TASK TO CARRY OUT:
Copy out the entries below word for word, keeping every line and number unchanged.

Excerpts of pointing data:

>> Begin

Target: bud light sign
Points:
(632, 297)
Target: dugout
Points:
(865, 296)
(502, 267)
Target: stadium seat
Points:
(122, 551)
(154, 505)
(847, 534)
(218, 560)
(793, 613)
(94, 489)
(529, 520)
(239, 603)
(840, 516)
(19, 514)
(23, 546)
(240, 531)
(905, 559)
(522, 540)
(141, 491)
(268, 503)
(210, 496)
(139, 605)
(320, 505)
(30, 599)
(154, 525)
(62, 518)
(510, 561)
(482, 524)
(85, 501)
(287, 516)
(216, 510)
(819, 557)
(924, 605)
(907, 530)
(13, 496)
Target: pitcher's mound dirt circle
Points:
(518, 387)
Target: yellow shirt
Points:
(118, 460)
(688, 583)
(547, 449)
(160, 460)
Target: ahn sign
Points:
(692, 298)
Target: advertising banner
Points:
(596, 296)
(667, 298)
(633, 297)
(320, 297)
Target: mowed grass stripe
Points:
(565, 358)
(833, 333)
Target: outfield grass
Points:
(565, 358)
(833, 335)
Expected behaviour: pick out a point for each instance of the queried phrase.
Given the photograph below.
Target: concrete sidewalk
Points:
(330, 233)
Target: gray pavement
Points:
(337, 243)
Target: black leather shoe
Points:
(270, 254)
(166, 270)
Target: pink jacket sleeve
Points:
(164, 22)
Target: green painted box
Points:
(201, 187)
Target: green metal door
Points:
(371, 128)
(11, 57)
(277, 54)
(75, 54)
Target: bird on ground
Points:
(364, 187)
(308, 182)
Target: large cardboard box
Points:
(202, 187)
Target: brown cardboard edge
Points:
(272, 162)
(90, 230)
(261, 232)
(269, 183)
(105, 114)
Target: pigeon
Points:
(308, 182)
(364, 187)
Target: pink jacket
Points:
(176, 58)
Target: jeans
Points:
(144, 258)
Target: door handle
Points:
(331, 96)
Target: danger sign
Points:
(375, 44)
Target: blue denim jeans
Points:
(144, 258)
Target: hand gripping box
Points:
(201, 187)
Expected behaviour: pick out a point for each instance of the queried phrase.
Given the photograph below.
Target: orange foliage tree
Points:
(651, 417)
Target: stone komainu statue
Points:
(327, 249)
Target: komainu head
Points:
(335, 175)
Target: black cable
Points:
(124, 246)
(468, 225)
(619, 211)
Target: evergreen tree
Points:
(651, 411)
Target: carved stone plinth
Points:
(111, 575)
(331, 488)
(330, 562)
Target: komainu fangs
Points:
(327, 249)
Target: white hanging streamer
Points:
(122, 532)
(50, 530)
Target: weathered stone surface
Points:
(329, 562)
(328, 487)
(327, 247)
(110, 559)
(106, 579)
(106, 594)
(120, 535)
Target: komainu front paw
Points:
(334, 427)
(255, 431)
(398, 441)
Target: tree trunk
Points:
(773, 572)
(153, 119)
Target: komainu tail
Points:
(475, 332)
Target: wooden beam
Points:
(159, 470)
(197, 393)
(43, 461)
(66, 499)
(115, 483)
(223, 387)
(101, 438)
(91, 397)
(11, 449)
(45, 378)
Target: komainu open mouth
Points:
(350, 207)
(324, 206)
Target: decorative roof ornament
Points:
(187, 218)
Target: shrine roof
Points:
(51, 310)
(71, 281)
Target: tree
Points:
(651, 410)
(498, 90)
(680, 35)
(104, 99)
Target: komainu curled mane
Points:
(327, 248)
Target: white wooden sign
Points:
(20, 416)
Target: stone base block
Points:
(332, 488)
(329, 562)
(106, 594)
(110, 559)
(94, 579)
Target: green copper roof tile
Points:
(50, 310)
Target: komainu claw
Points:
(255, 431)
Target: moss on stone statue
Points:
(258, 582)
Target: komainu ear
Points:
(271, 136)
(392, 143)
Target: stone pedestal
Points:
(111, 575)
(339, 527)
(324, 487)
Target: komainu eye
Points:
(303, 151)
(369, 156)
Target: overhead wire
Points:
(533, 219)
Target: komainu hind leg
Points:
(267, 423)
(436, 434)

>> End

THE ANSWER:
Target: bud light sign
Points:
(632, 297)
Target: dugout
Points:
(865, 296)
(502, 267)
Target: stadium seat
Points:
(122, 551)
(154, 505)
(847, 534)
(218, 560)
(793, 613)
(94, 489)
(529, 520)
(239, 603)
(840, 516)
(19, 514)
(23, 546)
(240, 531)
(905, 559)
(522, 540)
(141, 491)
(268, 503)
(210, 496)
(139, 605)
(320, 505)
(30, 599)
(154, 525)
(62, 518)
(510, 561)
(482, 524)
(85, 501)
(287, 516)
(216, 510)
(819, 557)
(924, 605)
(907, 530)
(13, 496)
Target: pitcher's mound dirt circle
Points:
(518, 387)
Target: yellow shirt
Points:
(118, 460)
(688, 583)
(547, 449)
(160, 460)
Target: ahn sign
Points:
(692, 298)
Target: advertising banner
Points:
(596, 296)
(667, 298)
(633, 297)
(320, 297)
Target: mowed grass stripe
Points:
(565, 358)
(833, 333)
Target: outfield grass
Points:
(565, 358)
(833, 335)
Expected behaviour: pick out a point for each instance of the queried phrase.
Given the photograph below.
Target: concrete sidewalk
Points:
(330, 233)
Target: gray pavement
Points:
(337, 243)
Target: black leather shoe
Points:
(270, 254)
(166, 270)
Target: pink jacket sleeve
Points:
(164, 22)
Target: green painted box
Points:
(201, 187)
Target: green metal door
Points:
(371, 128)
(11, 57)
(277, 54)
(75, 54)
Target: bird on ground
Points:
(364, 187)
(308, 182)
Target: large cardboard box
Points:
(202, 187)
Target: brown cardboard edge
Points:
(272, 162)
(90, 230)
(261, 232)
(269, 183)
(105, 114)
Target: pigeon
Points:
(308, 182)
(364, 187)
Target: pink jacket
Points:
(176, 58)
Target: jeans
Points:
(144, 258)
Target: door handle
Points:
(331, 96)
Target: danger sign
Points:
(375, 44)
Target: blue denim jeans
Points:
(144, 258)
Target: hand gripping box
Points:
(201, 187)
Expected behaviour: pick out a point for each instance of the queried phrase.
Given the photograph below.
Target: orange foliage tree
Points:
(651, 417)
Target: stone komainu statue
Points:
(327, 249)
Target: komainu head
Points:
(335, 175)
Target: black cable
Points:
(124, 246)
(468, 225)
(619, 211)
Target: evergreen tree
Points:
(651, 411)
Target: carved stone plinth
Points:
(111, 575)
(331, 488)
(330, 562)
Target: komainu fangs
Points:
(327, 249)
Target: white hanging streamer
Points:
(122, 532)
(50, 530)
Target: weathered stone surface
Points:
(329, 562)
(328, 487)
(327, 247)
(110, 559)
(106, 579)
(106, 594)
(120, 535)
Target: komainu front paw
Points:
(334, 427)
(255, 431)
(398, 441)
Target: tree trunk
Points:
(773, 572)
(153, 119)
Target: komainu tail
Points:
(475, 332)
Target: wooden beam
Points:
(159, 470)
(197, 393)
(43, 461)
(66, 499)
(115, 483)
(223, 387)
(101, 438)
(91, 397)
(11, 449)
(45, 378)
Target: komainu open mouth
Points:
(350, 207)
(324, 206)
Target: decorative roof ornament
Points:
(187, 218)
Target: shrine roof
Points:
(51, 310)
(71, 281)
Target: tree
Points:
(651, 410)
(498, 90)
(680, 35)
(104, 99)
Target: komainu curled mane
Points:
(327, 248)
Target: white wooden sign
Points:
(20, 416)
Target: stone base block
Points:
(332, 488)
(329, 562)
(106, 594)
(110, 559)
(94, 579)
Target: green copper roof tile
Points:
(50, 310)
Target: komainu claw
Points:
(255, 431)
Target: moss on stone statue
Points:
(258, 582)
Target: komainu ear
Points:
(271, 136)
(392, 143)
Target: stone pedestal
Points:
(111, 575)
(339, 527)
(324, 487)
Target: komainu eye
Points:
(303, 151)
(369, 156)
Target: overhead wire
Points:
(533, 219)
Target: komainu hind leg
Points:
(267, 423)
(436, 434)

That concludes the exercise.